Exercise description: Quote the passage on bison rewilding in the Țarcu Mountains word for word, from "Tourism began to" to "imposed from above.".

Rewilding at this scale inevitably affects people 

The Țarcu Mountains are not empty wilderness. They are lived landscapes with municipalities, shepherds, orchard owners and hunters. Before the first release, Rewilding Europe sought agreement from local municipalities. Concerns ranged from crop damage to liability. Instead of relying primarily on compensation, the team prioritised prevention. Rapid-response teams were established. Sensitive areas were fenced strategically. A “Bison Smart Community” approach inspired by coexistence frameworks for bears used in North America was introduced. 

“When damage happens, it’s already emotional damage,” Schepers says. “Prevention is always better.” 

There were incidents. Bison entered orchards. Once, a small group wandered into a cemetery. But something shifted over time. 

Tourism began to grow. Wildlife tracking tours emerged. Guesthouses marketed sightings. Calves were born in the wild. The animals became part of regional identity. 

“It has become an important factor in terms of pride and identity of the region,” Schepers says. 

Rewilding here is not imposed from above. 

“You build from the bottom,” he says. “It cannot be top-down. It has to be bottom-up.” 

Financing long horizons is not control of nature 

Rewilding Europe’s landscapes are structured as 20-year commitments. That timeframe reflects ecological and social reality. 

“You cannot do a transition of a landscape in three or five years,” Schepers says.

Collected data:
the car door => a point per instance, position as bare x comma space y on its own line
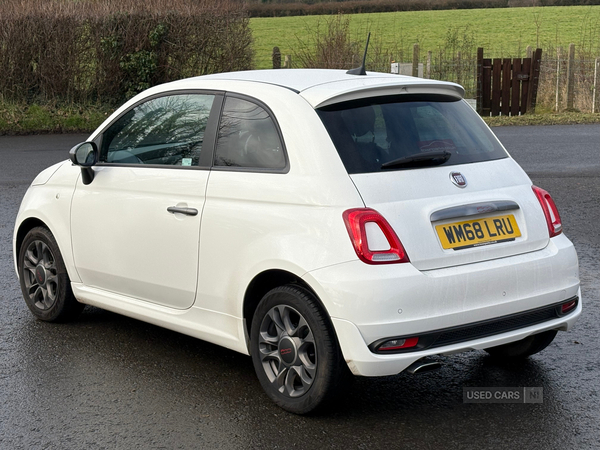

Task output:
Tourism began to grow. Wildlife tracking tours emerged. Guesthouses marketed sightings. Calves were born in the wild. The animals became part of regional identity. 

“It has become an important factor in terms of pride and identity of the region,” Schepers says. 

Rewilding here is not imposed from above.